## Task statement
Write out the data below line for line, with no changes.

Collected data
------------------------

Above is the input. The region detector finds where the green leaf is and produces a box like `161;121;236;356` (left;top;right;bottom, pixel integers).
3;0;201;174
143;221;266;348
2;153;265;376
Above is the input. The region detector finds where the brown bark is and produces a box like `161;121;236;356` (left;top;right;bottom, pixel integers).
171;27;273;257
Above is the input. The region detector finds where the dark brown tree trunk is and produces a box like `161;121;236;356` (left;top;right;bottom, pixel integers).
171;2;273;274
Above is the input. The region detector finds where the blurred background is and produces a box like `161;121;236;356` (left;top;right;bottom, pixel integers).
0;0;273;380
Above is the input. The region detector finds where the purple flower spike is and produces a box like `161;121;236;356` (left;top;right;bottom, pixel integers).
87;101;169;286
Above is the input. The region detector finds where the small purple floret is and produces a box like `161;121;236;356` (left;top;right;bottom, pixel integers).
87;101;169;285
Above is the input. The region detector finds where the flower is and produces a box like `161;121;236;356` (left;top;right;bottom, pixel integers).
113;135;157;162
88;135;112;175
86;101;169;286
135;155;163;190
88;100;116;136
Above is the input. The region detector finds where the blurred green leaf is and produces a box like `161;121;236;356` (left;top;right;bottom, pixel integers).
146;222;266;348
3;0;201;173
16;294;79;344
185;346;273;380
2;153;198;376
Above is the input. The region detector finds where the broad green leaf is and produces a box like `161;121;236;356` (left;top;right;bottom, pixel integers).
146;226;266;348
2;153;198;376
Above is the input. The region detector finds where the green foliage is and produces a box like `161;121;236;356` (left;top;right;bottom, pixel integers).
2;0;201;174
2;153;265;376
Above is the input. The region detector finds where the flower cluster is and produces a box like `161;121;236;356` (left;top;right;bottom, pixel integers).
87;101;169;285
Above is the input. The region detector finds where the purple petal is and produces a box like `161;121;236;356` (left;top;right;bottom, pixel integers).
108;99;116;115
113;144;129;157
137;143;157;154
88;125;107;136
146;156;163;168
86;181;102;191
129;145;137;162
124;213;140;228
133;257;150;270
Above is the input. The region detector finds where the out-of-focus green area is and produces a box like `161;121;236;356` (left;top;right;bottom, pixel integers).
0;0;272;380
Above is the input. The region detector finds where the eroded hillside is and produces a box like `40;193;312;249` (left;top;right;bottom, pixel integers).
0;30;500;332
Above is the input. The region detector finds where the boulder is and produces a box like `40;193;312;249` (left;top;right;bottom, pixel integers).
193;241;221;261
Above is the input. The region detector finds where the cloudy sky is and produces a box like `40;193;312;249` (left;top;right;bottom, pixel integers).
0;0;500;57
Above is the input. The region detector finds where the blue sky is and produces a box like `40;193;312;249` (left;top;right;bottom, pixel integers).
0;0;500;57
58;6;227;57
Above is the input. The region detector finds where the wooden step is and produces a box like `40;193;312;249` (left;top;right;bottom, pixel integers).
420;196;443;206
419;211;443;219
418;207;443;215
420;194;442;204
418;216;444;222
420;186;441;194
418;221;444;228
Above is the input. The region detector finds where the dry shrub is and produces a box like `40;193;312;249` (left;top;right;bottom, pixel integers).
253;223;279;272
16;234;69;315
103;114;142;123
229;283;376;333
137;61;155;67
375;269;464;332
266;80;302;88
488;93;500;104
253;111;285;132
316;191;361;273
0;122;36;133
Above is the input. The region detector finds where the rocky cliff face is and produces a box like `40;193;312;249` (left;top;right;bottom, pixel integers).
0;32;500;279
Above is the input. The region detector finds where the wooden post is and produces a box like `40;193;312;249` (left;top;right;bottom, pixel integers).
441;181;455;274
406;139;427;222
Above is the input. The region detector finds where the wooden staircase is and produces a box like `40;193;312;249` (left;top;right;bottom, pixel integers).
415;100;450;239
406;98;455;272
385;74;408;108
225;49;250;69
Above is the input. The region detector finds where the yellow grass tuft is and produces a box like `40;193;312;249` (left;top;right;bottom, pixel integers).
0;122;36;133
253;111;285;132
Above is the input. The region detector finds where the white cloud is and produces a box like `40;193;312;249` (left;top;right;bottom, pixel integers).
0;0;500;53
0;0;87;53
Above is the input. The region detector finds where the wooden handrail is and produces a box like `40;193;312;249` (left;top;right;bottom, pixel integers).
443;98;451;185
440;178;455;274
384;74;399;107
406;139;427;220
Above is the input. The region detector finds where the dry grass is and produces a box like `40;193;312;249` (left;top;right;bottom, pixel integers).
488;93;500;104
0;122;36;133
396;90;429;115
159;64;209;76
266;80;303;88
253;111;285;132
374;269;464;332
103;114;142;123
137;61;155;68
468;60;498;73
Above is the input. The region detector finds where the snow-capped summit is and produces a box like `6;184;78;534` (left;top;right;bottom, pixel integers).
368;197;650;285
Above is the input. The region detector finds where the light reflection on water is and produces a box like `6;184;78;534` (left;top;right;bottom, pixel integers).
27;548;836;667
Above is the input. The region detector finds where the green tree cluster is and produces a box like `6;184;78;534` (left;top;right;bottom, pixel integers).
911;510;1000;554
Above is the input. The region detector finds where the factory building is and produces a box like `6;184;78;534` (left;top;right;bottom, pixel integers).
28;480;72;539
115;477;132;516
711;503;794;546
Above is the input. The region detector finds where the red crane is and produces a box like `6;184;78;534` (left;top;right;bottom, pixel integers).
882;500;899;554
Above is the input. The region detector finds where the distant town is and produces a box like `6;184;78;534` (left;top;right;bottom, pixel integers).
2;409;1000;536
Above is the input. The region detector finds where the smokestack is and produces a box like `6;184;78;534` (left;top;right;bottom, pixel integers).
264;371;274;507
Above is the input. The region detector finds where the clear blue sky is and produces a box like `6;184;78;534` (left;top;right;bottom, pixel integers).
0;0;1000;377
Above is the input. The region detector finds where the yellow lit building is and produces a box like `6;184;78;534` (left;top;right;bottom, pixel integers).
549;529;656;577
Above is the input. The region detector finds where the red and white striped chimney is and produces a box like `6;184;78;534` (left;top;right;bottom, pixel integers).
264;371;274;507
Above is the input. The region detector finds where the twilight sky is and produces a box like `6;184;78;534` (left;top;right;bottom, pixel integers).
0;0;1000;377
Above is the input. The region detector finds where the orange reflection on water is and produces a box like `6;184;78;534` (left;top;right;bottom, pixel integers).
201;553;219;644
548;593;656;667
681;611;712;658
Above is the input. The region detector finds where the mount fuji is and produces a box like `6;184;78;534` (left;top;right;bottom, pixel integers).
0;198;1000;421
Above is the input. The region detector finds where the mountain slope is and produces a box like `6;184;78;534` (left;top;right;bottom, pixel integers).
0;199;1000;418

------------------------

## Finished exercise
Above is the input. The region detector finds where the green leaf is and produces a box like `161;121;236;356` (left;top;right;bottom, pixel integers).
3;0;201;174
143;221;266;348
2;153;265;376
Above is the input. The region detector finds where the brown bark is and produces a box like `161;121;236;356` (left;top;right;bottom, pixel integers).
171;27;273;257
Above is the input. The region detector finds where the dark brown tree trunk is and produces a box like `161;121;236;356` (left;top;right;bottom, pixel integers).
171;2;273;274
Above is the input. The region detector finds where the blurred background is and produces a box like `161;121;236;356` (left;top;right;bottom, pixel integers).
0;0;273;380
Above is the input. The region detector finds where the purple flower spike is and produces a box like `161;121;236;356` (left;top;right;bottom, pixel integers).
87;101;169;286
Above is the input. The region detector finds where the small purple floret is and produces a box like `161;121;236;356` (left;top;right;bottom, pixel integers).
87;101;169;285
Above is the input. The region detector finds where the flower is and produces a box like `161;121;236;356` (left;top;right;bottom, pixel integers).
113;135;157;162
88;135;112;175
86;101;169;286
135;155;163;190
88;100;116;136
Above is the input. The region detector finds where the blurred green leaf is and produces a box like `161;121;236;356` (left;top;right;bottom, pixel integers).
146;222;266;348
3;0;201;173
16;294;79;344
185;346;273;380
2;153;198;376
Above is the input. The region detector finds where the broad green leaf is and produces a box like `161;121;236;356` (left;top;right;bottom, pixel integers).
146;226;266;348
2;153;198;376
Above is the input. The region detector finds where the green foliage is and produces a box like `161;121;236;356` (left;top;right;bottom, pixel integers).
2;0;201;174
2;153;265;376
Above is the input. The region detector finds where the flower cluster is and produces a box like `161;121;236;356` (left;top;right;bottom, pixel integers).
87;101;169;285
Above is the input. The region detector finds where the purple petal is and produces a box like `161;121;236;356` (left;top;right;bottom, pixel integers).
108;99;116;115
113;144;129;157
137;143;157;154
88;125;107;136
146;156;163;168
86;181;102;191
129;145;137;162
124;213;140;228
133;257;150;270
Above is the input. The region detector finds where the out-of-focus green area is and produces a box like `161;121;236;356` (left;top;right;bottom, pixel integers).
0;0;272;380
Above is the input. The region detector finds where the eroded hillside is and produces a box like `40;193;312;249` (left;top;right;bottom, pixel integers).
0;30;500;332
Above is the input. The region detector finds where the boulder is and produces a box like `40;193;312;249` (left;top;right;bottom, pixel integers).
193;241;221;261
Above is the input. The region detector finds where the cloudy sky is and produces a box like `40;193;312;249` (left;top;right;bottom, pixel integers).
0;0;500;57
Above is the input. The region detector finds where the blue sky is and produces a box like `40;193;312;249` (left;top;right;bottom, pixel integers).
0;0;500;57
58;6;227;57
Above is the input. The region detector finds where the wooden step is and produces a box like `40;193;312;249` (left;top;right;bottom, pixel integers).
420;196;443;206
419;211;443;219
418;207;443;215
420;194;442;204
418;216;444;222
420;186;441;194
418;221;444;228
Above is the input. The region detector finds where the dry shrub is and produces a box like `40;193;312;249` (left;top;right;bottom, pixel integers).
253;223;279;272
16;234;69;315
103;114;142;123
229;283;376;333
137;61;155;67
375;269;464;332
266;80;302;88
488;93;500;104
253;111;285;132
316;191;361;273
0;122;36;133
Above is the input. The region detector finds where the rocky cliff face is and produces a box like `40;193;312;249` (left;top;right;bottom, pixel integers).
0;32;500;279
Above is the input. The region detector finds where the wooden post is and produces a box like `40;193;312;249` (left;top;right;bottom, pixel integers).
441;181;455;274
406;139;427;222
Above is the input. The region detector finds where the wooden staircase is and produces a box like `40;193;312;249` (left;top;right;bottom, pixel integers).
415;100;450;239
406;98;455;272
385;74;408;108
225;49;250;69
Above is the input. The region detector finds where the yellow grass tuft is and produces a box like `40;193;312;249` (left;top;right;bottom, pixel integers).
0;122;36;133
253;111;285;132
Above is the input. The region detector finds where the white cloud is and produces a box like `40;193;312;249` (left;top;right;bottom, pixel integers).
0;0;500;53
0;0;87;53
Above is the input. The region detector finds where the wooden handrail is and produces a box like `40;193;312;249` (left;top;right;bottom, pixel integers).
443;98;451;185
440;178;455;274
384;74;399;107
406;139;427;220
Above is the input. The region detector finds where the dry grass is and produces a box like `40;193;312;249` (left;top;right;bottom, pixel integers).
488;93;500;104
0;122;36;133
396;90;429;115
159;64;209;76
266;80;303;88
253;111;285;132
374;269;464;332
103;114;142;123
137;61;155;68
468;60;498;73
Above is the input. The region detector finds where the snow-capped summit is and produces a box like `6;184;78;534` (left;top;right;bottom, pixel integers).
368;197;650;285
Above is the input. The region detector finds where the light reflection on water is and produces a box like `6;184;78;534` (left;top;right;bottom, pixel integers).
27;548;836;667
Above is the input. The region detector finds where the green tree cluster is and produces a box like `6;184;78;534` (left;top;right;bottom, pixel integers).
911;510;1000;554
Above is the input. The region detector finds where the factory building is and produces a box like `6;184;78;534` (left;top;right;bottom, pixel integers).
28;480;72;539
115;477;132;516
711;503;794;546
Above is the input. The region detector finds where the red crane is and produces a box like `6;184;78;534` (left;top;right;bottom, pixel integers).
882;500;899;554
Above is the input. The region detector finds where the distant town is and produces a box like `6;184;78;534` (left;top;right;bottom, pixel integers).
2;409;1000;536
Above is the input. The region detector finds where the smokestack is and produces a box like `6;184;78;534` (left;top;right;bottom, pixel integers).
264;371;274;507
Above is the input. The region detector finds where the clear blue sky is and produces a box like `6;184;78;534` (left;top;right;bottom, pixel integers).
0;0;1000;377
Above is the input. The region detector finds where the yellow lit building is and produces a box like `6;184;78;534` (left;top;right;bottom, pixel integers).
549;529;656;577
Above is the input. The region detector finds where the red and white striped chimney is and produces a box like `6;184;78;534` (left;top;right;bottom, pixel integers).
264;371;274;507
Above is the input. The region detector finds where the twilight sky is and produces a box like `6;184;78;534` (left;top;right;bottom, pixel integers).
0;0;1000;377
Above is the input. The region detector finds where the orange reflection on water is and produces a box like `6;184;78;534` (left;top;right;bottom, pixel integers).
201;553;219;644
548;593;656;667
681;611;712;658
Above is the input. The region detector finds where the mount fuji is and produces a box like `6;184;78;534` (left;top;right;bottom, pixel integers).
0;198;1000;421
Above is the input. The region detector finds where the mountain slope is and produces a box like `6;184;78;534` (left;top;right;bottom, pixel integers).
0;199;1000;418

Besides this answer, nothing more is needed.